→ Request 1
Answer these from the NI 81-102 excerpt:
(a) Under section 2.8, debt-like securities with an options component that are held for purposes other than hedging may make up no more than what share of a mutual fund's net asset value right after the purchase?
(b) If the lender is an affiliate of the Filer, which body must approve the borrowing agreement?
(c) The total value of cash a Fund borrows may not exceed what?
→ Request 2
Reproduce the NI 81-102 excerpt word for word, everything from "25. The Filer" down to "of over-the-counter products.".

→ Provided text
24. Under subsections 2.7(1), (2) and (3) of NI 81-102, a mutual fund cannot purchase an option (other than a clearing corporation option) or a debt-like security or enter into a swap or a forward contract unless, at the time of the transaction, the option, debt-like security, swap or contract has a designated rating or the equivalent debt of the counterparty or of a person or company that has fully and unconditionally guaranteed the obligations of the counterparty in respect of the option, debt-like security, swap or contract, has a designated rating (the Designated Rating Requirement). The policy rationale behind this is to address, at least in part, a mutual fund’s counterparty credit risk by ensuring that counterparties that enter into certain types of derivatives with mutual funds meet a minimum credit rating.
25. The Filer is seeking to have the operational flexibility to deal with a variety of over-the-counter derivative counterparties, including scenarios where at the time of the transaction, the specified derivative or equivalent counterparty (or its guarantor) will not have a designated rating. The Filer submits that this flexibility will provide more competitive pricing and give the Fund’s access to a wider variety of over-the-counter products.
26. The Filer submits that any increased credit risk which may arise due to an exemption from the Designated Rating Requirements is counterbalanced by the fact that each Fund’s mark-to-market exposure to any specified derivatives counterparty (other than for positions in cleared specified derivatives) must not exceed 10% of its net asset value for a period of 30 days or more.
27. Under section 2.8 of NI 81-102, a mutual fund must not purchase a debt-like security that has an options component, unless, immediately after the purchase, not more than 10% of its net asset value would be made up of those instruments held for purposes other than hedging. Section 2.8 also imposes a series of requirements for mutual funds to cover their specified derivatives positions for purposes other than hedging, using a combination of cash, cash equivalents, the underlying interest of the specified derivative and/or the right to acquire the underlying interest of the specified derivative (the Option and Cover Requirements).
Cash Borrowing Relief
28. The investment strategies of each Fund will permit the Fund to borrow cash in excess of the limits currently prescribed in section 2.6 of NI 81-102, provided that:
(a) the Fund may only borrow from an entity described in section 6.2 or 6.3 of NI 81-102, except that the requirement set out in paragraph 6.2(3)(a) and 6.3(3)(a) of NI 81-102 will be satisfied if the lender has equity, as reported in its most recent audited financial statements that have been made public or that will be made available to the Fund and its custodian upon request, of not less than $10,000,000 or $100,000,000, as applicable;
(b) if the lender is an affiliate of the Filer, the independent review committee of the Fund shall approve the applicable borrowing agreement under subsection 5.2(2) of NI 81-107;
(c) the borrowing agreement entered into is in accordance with normal industry practice and on standard commercial terms for the type of transaction; and
(d) the total value of cash borrowed shall not exceed 50% of the Fund’s net asset value.

→ Entries shown

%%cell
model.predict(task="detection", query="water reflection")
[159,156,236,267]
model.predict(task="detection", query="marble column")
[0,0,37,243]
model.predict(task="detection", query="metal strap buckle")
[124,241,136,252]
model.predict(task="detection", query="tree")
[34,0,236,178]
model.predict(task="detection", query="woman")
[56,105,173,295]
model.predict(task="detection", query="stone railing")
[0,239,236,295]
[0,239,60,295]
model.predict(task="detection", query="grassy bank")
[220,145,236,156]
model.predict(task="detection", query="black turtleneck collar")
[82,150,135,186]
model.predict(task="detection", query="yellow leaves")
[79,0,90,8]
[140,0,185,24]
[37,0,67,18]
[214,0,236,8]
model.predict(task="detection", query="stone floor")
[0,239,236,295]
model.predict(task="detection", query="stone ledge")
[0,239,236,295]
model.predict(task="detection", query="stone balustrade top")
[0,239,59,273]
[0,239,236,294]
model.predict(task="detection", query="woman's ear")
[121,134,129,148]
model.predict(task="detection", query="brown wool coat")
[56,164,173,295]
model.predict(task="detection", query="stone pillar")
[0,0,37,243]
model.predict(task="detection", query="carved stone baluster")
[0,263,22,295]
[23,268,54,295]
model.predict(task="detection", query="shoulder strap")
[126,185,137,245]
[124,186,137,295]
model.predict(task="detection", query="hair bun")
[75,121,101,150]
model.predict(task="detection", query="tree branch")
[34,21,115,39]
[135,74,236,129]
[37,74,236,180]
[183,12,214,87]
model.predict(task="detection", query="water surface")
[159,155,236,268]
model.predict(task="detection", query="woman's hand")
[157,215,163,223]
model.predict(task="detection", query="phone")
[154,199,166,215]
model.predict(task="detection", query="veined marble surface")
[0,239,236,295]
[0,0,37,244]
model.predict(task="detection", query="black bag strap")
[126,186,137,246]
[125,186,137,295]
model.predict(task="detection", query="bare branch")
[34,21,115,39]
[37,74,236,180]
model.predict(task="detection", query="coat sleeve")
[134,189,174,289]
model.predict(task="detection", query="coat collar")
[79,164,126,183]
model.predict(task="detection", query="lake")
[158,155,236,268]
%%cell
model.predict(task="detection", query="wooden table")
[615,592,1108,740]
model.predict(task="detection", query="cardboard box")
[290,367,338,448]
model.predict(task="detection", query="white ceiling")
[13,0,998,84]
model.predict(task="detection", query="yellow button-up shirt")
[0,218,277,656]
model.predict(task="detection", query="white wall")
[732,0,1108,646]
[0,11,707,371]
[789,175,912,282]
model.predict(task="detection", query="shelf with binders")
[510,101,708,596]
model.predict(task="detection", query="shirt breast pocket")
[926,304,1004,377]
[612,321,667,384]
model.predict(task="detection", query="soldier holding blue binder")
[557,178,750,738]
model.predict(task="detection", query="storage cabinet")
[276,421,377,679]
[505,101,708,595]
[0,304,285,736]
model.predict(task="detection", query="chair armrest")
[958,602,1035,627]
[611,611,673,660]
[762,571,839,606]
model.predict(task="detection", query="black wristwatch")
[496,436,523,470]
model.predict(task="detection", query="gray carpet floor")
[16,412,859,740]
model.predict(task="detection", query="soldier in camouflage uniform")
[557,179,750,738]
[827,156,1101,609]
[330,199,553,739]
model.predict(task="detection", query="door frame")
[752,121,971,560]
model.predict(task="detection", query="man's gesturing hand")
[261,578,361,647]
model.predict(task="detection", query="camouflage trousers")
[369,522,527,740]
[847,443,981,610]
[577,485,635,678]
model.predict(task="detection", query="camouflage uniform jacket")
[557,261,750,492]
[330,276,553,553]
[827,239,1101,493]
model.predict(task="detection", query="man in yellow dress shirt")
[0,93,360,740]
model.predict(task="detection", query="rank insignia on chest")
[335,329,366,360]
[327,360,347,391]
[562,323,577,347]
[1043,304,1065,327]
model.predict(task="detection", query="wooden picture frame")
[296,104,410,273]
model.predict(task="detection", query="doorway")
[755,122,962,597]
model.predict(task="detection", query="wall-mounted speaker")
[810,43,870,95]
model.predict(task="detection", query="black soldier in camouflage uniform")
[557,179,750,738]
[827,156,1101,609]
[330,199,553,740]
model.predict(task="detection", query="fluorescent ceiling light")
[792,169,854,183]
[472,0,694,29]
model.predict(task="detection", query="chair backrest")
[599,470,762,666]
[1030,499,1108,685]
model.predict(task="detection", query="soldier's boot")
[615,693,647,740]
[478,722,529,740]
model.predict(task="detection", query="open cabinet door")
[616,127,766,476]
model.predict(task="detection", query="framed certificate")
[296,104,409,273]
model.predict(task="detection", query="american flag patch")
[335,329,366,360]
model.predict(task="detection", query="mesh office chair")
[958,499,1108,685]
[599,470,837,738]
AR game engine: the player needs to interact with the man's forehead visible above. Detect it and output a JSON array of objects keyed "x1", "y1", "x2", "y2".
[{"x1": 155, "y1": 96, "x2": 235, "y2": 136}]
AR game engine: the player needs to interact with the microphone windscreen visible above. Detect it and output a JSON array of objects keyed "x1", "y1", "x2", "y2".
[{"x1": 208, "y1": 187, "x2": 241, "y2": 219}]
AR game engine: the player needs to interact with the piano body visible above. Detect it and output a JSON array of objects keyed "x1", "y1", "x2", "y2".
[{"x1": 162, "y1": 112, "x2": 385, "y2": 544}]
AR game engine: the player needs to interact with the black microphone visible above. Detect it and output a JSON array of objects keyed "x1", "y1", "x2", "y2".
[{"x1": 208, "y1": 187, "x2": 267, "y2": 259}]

→ Correct response 1
(a) 10% of its net asset value.
(b) The independent review committee of the Fund, under subsection 5.2(2) of NI 81-107.
(c) 50% of the Fund's net asset value.

→ Correct response 2
25. The Filer is seeking to have the operational flexibility to deal with a variety of over-the-counter derivative counterparties, including scenarios where at the time of the transaction, the specified derivative or equivalent counterparty (or its guarantor) will not have a designated rating. The Filer submits that this flexibility will provide more competitive pricing and give the Fund’s access to a wider variety of over-the-counter products.